## Given problem
Pick out every line in the entries below that contains the word "blade", and copy each of those lines.

* START Material for the task *

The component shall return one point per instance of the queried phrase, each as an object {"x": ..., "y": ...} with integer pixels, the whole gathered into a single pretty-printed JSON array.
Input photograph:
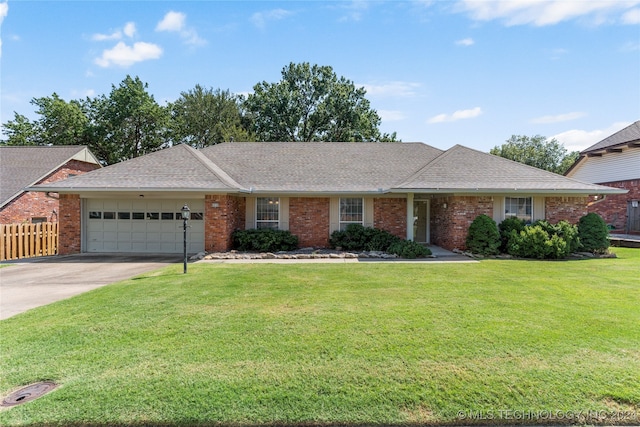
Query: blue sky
[{"x": 440, "y": 72}]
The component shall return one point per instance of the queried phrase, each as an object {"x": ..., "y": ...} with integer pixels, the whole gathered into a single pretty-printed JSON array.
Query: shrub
[
  {"x": 483, "y": 237},
  {"x": 593, "y": 233},
  {"x": 409, "y": 249},
  {"x": 359, "y": 238},
  {"x": 264, "y": 240},
  {"x": 538, "y": 241},
  {"x": 505, "y": 227}
]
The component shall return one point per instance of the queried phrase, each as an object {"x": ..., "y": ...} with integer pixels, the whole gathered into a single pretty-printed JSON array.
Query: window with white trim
[
  {"x": 519, "y": 207},
  {"x": 268, "y": 212},
  {"x": 351, "y": 211}
]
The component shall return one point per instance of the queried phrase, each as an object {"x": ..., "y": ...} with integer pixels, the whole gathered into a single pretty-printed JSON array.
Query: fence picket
[{"x": 28, "y": 240}]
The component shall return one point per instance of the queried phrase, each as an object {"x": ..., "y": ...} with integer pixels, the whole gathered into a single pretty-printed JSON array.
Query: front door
[
  {"x": 634, "y": 217},
  {"x": 421, "y": 221}
]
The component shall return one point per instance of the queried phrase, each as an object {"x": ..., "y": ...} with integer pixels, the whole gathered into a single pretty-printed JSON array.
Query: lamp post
[{"x": 186, "y": 214}]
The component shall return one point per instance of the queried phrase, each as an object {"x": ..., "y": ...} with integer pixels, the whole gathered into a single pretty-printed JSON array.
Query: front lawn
[{"x": 517, "y": 342}]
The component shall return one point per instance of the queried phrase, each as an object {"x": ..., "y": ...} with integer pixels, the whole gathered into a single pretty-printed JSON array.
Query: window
[
  {"x": 519, "y": 207},
  {"x": 268, "y": 212},
  {"x": 351, "y": 212}
]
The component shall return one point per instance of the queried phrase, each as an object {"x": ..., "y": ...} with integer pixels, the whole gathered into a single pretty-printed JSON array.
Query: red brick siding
[
  {"x": 309, "y": 220},
  {"x": 221, "y": 221},
  {"x": 450, "y": 225},
  {"x": 390, "y": 214},
  {"x": 613, "y": 209},
  {"x": 565, "y": 208},
  {"x": 70, "y": 225},
  {"x": 36, "y": 204}
]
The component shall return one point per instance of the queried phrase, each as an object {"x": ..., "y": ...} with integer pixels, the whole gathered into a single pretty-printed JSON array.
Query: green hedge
[{"x": 264, "y": 240}]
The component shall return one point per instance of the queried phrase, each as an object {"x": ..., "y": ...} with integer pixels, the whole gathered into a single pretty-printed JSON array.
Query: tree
[
  {"x": 311, "y": 103},
  {"x": 59, "y": 123},
  {"x": 20, "y": 131},
  {"x": 203, "y": 117},
  {"x": 128, "y": 123},
  {"x": 538, "y": 152}
]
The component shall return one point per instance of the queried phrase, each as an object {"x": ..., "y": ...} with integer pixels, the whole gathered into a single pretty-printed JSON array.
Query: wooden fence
[{"x": 28, "y": 240}]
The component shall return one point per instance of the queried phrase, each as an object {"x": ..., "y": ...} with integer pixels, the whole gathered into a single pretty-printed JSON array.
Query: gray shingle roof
[
  {"x": 320, "y": 166},
  {"x": 629, "y": 134},
  {"x": 461, "y": 168},
  {"x": 22, "y": 166},
  {"x": 177, "y": 168},
  {"x": 323, "y": 167}
]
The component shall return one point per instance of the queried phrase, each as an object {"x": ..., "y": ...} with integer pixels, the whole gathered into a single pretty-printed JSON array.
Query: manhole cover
[{"x": 28, "y": 393}]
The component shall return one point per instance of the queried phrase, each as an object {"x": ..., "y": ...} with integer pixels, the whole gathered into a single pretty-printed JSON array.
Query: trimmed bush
[
  {"x": 409, "y": 249},
  {"x": 505, "y": 227},
  {"x": 264, "y": 240},
  {"x": 593, "y": 233},
  {"x": 359, "y": 238},
  {"x": 483, "y": 237}
]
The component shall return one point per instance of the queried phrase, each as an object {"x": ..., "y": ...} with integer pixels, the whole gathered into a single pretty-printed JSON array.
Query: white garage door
[{"x": 142, "y": 226}]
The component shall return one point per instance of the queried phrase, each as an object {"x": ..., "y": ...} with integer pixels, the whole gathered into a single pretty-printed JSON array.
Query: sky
[{"x": 467, "y": 72}]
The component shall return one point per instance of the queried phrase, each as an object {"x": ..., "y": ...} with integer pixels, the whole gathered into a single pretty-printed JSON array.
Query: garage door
[{"x": 142, "y": 226}]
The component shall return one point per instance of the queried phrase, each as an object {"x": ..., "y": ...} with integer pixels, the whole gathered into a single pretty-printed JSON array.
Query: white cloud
[
  {"x": 4, "y": 11},
  {"x": 176, "y": 22},
  {"x": 465, "y": 42},
  {"x": 124, "y": 56},
  {"x": 558, "y": 118},
  {"x": 631, "y": 17},
  {"x": 544, "y": 12},
  {"x": 129, "y": 31},
  {"x": 578, "y": 139},
  {"x": 457, "y": 115},
  {"x": 172, "y": 21},
  {"x": 260, "y": 19},
  {"x": 396, "y": 88}
]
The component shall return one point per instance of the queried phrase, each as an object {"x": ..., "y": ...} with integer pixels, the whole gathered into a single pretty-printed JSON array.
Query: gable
[{"x": 23, "y": 166}]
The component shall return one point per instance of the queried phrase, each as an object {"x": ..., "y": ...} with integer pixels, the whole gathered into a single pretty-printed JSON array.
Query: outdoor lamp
[{"x": 186, "y": 214}]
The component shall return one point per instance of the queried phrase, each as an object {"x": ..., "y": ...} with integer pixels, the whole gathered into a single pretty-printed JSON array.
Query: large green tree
[
  {"x": 311, "y": 103},
  {"x": 128, "y": 123},
  {"x": 537, "y": 151},
  {"x": 203, "y": 117},
  {"x": 59, "y": 123}
]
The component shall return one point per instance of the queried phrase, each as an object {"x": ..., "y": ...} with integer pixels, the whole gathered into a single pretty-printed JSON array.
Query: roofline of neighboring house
[
  {"x": 30, "y": 188},
  {"x": 469, "y": 191}
]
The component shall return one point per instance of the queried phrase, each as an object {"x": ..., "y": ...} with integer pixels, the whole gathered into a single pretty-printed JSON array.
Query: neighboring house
[
  {"x": 614, "y": 162},
  {"x": 25, "y": 166},
  {"x": 412, "y": 190}
]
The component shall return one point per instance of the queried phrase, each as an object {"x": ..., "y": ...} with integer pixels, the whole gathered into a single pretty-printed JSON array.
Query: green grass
[{"x": 251, "y": 344}]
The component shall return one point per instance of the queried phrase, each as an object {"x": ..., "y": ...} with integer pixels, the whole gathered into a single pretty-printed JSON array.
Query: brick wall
[
  {"x": 390, "y": 214},
  {"x": 70, "y": 225},
  {"x": 613, "y": 209},
  {"x": 309, "y": 220},
  {"x": 565, "y": 208},
  {"x": 221, "y": 221},
  {"x": 450, "y": 224},
  {"x": 36, "y": 204}
]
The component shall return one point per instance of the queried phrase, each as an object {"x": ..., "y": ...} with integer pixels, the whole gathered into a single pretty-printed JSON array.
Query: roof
[
  {"x": 24, "y": 166},
  {"x": 180, "y": 168},
  {"x": 323, "y": 167},
  {"x": 625, "y": 136},
  {"x": 462, "y": 168},
  {"x": 320, "y": 166}
]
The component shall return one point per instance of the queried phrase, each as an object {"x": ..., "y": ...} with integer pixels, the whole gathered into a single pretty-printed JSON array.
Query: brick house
[
  {"x": 614, "y": 162},
  {"x": 412, "y": 190},
  {"x": 25, "y": 166}
]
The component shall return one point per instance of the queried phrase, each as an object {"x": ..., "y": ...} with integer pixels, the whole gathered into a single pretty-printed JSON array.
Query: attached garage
[{"x": 141, "y": 226}]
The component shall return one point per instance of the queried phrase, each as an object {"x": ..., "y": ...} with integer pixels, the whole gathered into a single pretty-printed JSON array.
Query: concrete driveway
[{"x": 34, "y": 282}]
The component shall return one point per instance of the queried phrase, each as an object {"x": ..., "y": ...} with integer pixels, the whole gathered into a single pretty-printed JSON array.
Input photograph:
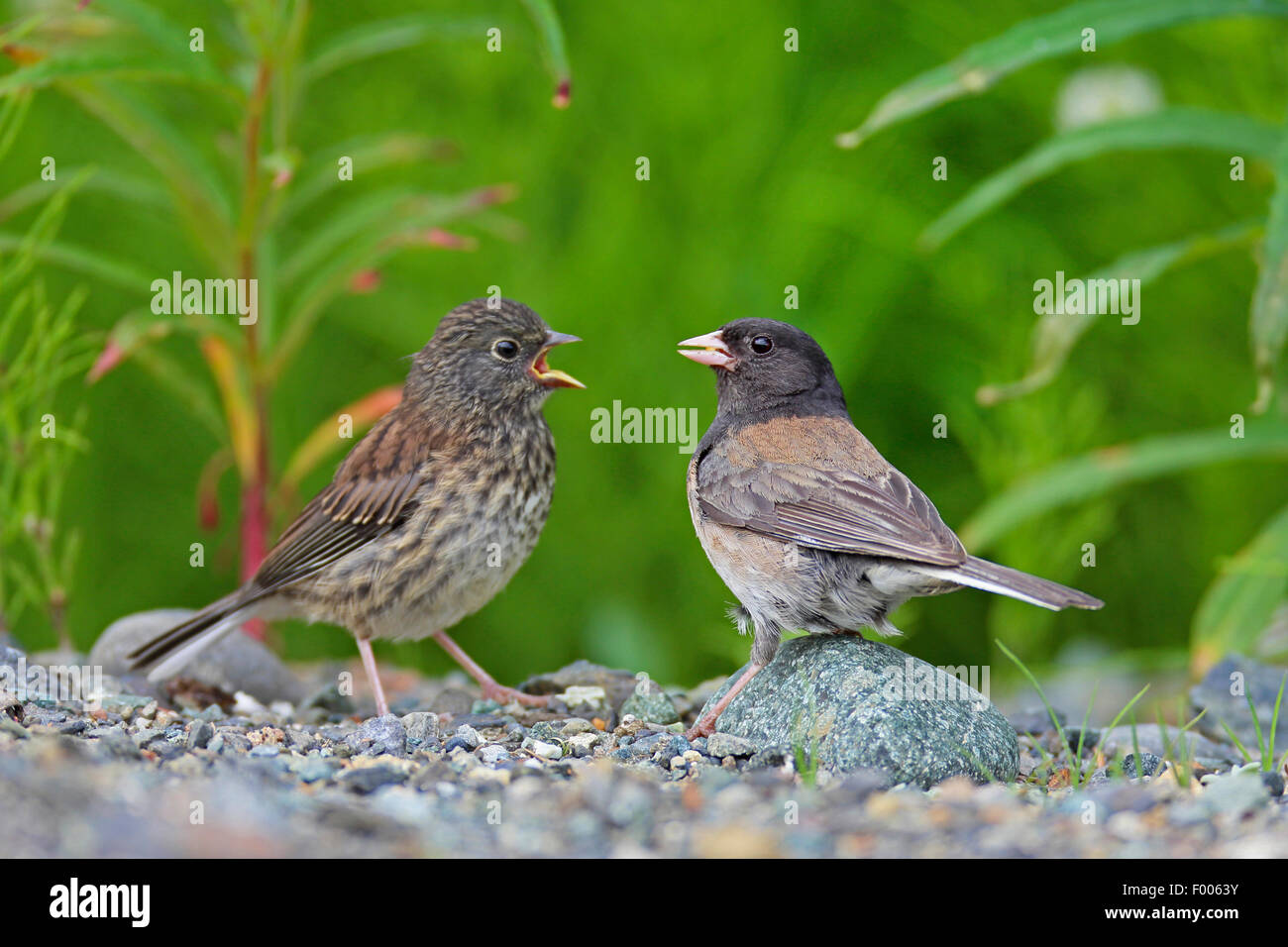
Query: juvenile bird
[
  {"x": 805, "y": 522},
  {"x": 429, "y": 515}
]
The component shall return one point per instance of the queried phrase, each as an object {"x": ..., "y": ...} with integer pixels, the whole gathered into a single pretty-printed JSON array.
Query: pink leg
[
  {"x": 490, "y": 689},
  {"x": 707, "y": 724},
  {"x": 369, "y": 661}
]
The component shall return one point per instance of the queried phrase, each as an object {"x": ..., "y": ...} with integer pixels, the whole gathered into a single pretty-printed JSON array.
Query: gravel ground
[{"x": 134, "y": 777}]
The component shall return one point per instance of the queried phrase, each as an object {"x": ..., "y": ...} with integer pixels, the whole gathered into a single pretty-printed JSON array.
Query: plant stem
[{"x": 254, "y": 513}]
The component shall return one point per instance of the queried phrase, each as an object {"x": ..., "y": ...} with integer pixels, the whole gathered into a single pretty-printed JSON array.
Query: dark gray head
[
  {"x": 768, "y": 367},
  {"x": 489, "y": 357}
]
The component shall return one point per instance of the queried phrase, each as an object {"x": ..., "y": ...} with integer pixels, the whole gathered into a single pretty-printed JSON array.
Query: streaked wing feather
[{"x": 836, "y": 510}]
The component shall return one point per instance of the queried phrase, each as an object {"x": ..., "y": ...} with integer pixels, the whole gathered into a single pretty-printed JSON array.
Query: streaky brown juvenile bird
[
  {"x": 805, "y": 522},
  {"x": 429, "y": 515}
]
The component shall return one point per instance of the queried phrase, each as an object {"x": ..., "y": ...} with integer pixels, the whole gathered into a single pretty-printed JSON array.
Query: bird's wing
[
  {"x": 866, "y": 508},
  {"x": 372, "y": 492}
]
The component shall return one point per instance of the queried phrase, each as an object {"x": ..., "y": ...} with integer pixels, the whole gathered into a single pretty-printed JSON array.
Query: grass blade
[
  {"x": 1243, "y": 598},
  {"x": 1108, "y": 468},
  {"x": 1269, "y": 321},
  {"x": 1043, "y": 38},
  {"x": 1055, "y": 335},
  {"x": 546, "y": 20},
  {"x": 1170, "y": 128}
]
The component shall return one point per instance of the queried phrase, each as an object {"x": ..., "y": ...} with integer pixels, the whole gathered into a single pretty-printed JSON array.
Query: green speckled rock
[{"x": 851, "y": 703}]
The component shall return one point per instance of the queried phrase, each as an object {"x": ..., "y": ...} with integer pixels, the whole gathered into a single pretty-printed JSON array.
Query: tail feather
[
  {"x": 178, "y": 646},
  {"x": 982, "y": 574}
]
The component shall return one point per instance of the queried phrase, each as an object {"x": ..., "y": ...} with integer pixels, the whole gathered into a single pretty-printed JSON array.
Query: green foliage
[
  {"x": 232, "y": 202},
  {"x": 40, "y": 351},
  {"x": 1237, "y": 607},
  {"x": 747, "y": 196}
]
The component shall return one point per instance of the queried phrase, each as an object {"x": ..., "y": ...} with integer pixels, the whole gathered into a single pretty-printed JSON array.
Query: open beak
[
  {"x": 544, "y": 373},
  {"x": 709, "y": 350}
]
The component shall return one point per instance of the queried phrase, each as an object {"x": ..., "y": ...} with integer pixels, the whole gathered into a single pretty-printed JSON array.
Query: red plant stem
[{"x": 254, "y": 508}]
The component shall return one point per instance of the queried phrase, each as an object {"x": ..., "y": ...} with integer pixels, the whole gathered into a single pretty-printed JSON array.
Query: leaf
[
  {"x": 368, "y": 243},
  {"x": 1056, "y": 334},
  {"x": 1225, "y": 132},
  {"x": 178, "y": 379},
  {"x": 1240, "y": 603},
  {"x": 546, "y": 20},
  {"x": 1108, "y": 468},
  {"x": 243, "y": 420},
  {"x": 91, "y": 65},
  {"x": 201, "y": 197},
  {"x": 386, "y": 37},
  {"x": 166, "y": 38},
  {"x": 1043, "y": 38},
  {"x": 368, "y": 155},
  {"x": 325, "y": 441},
  {"x": 13, "y": 114},
  {"x": 136, "y": 191},
  {"x": 88, "y": 262},
  {"x": 1269, "y": 322}
]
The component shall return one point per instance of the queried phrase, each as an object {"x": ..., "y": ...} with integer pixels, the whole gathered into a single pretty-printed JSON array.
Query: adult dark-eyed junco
[
  {"x": 432, "y": 512},
  {"x": 805, "y": 522}
]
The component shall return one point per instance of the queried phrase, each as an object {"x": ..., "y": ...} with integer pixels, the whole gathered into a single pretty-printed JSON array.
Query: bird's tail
[
  {"x": 176, "y": 647},
  {"x": 982, "y": 574}
]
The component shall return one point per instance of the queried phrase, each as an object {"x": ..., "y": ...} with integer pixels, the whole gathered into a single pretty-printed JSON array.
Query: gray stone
[
  {"x": 1258, "y": 682},
  {"x": 421, "y": 728},
  {"x": 1147, "y": 764},
  {"x": 370, "y": 779},
  {"x": 469, "y": 736},
  {"x": 1150, "y": 738},
  {"x": 729, "y": 745},
  {"x": 1034, "y": 722},
  {"x": 200, "y": 733},
  {"x": 846, "y": 703},
  {"x": 378, "y": 735},
  {"x": 235, "y": 663},
  {"x": 651, "y": 703},
  {"x": 617, "y": 684},
  {"x": 492, "y": 754}
]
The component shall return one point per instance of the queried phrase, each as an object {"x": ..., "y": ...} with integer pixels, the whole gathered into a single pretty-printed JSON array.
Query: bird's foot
[{"x": 505, "y": 694}]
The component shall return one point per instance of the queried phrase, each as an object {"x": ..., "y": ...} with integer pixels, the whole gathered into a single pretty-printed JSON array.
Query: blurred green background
[{"x": 747, "y": 195}]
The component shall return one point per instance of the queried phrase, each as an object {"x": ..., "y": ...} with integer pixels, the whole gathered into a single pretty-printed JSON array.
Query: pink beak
[{"x": 709, "y": 350}]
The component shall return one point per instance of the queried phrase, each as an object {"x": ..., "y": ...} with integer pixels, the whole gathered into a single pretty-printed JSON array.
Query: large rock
[
  {"x": 850, "y": 703},
  {"x": 618, "y": 684},
  {"x": 235, "y": 663}
]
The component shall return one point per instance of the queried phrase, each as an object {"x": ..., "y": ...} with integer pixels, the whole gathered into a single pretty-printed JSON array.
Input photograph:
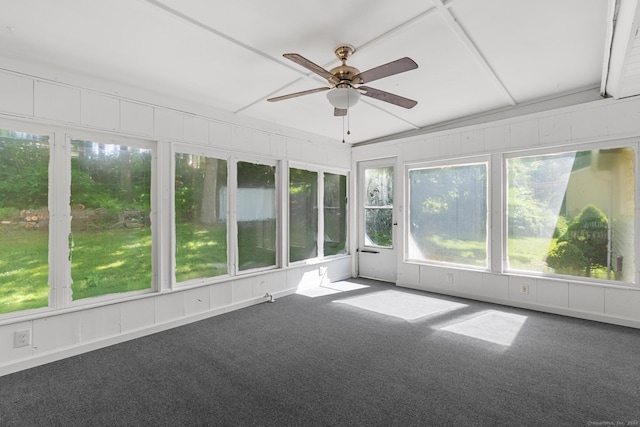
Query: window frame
[
  {"x": 180, "y": 148},
  {"x": 633, "y": 144},
  {"x": 444, "y": 163},
  {"x": 233, "y": 215},
  {"x": 64, "y": 207},
  {"x": 320, "y": 171}
]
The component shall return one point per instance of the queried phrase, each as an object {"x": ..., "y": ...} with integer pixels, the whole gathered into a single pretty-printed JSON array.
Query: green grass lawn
[
  {"x": 116, "y": 261},
  {"x": 110, "y": 261},
  {"x": 201, "y": 251},
  {"x": 103, "y": 262},
  {"x": 24, "y": 270}
]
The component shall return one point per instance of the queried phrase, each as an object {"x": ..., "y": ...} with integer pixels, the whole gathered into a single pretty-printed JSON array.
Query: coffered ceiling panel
[{"x": 474, "y": 56}]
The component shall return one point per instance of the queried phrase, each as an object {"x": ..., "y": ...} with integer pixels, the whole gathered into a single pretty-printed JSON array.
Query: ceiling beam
[{"x": 473, "y": 50}]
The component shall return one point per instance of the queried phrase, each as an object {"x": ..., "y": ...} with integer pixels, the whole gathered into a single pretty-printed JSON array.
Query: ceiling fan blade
[
  {"x": 296, "y": 94},
  {"x": 301, "y": 60},
  {"x": 394, "y": 67},
  {"x": 387, "y": 97}
]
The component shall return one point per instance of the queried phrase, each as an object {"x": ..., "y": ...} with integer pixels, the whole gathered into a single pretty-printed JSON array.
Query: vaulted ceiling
[{"x": 474, "y": 56}]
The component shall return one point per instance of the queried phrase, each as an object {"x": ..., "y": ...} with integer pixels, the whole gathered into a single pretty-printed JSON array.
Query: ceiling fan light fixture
[{"x": 343, "y": 97}]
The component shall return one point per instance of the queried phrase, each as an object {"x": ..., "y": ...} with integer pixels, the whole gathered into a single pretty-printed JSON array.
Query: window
[
  {"x": 256, "y": 215},
  {"x": 200, "y": 217},
  {"x": 24, "y": 221},
  {"x": 378, "y": 207},
  {"x": 572, "y": 213},
  {"x": 110, "y": 208},
  {"x": 448, "y": 214},
  {"x": 335, "y": 214},
  {"x": 303, "y": 214}
]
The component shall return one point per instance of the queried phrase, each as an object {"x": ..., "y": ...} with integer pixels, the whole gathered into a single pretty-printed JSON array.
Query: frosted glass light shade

* END Material for the task *

## Response
Query: grass blade
Query: ceiling fan blade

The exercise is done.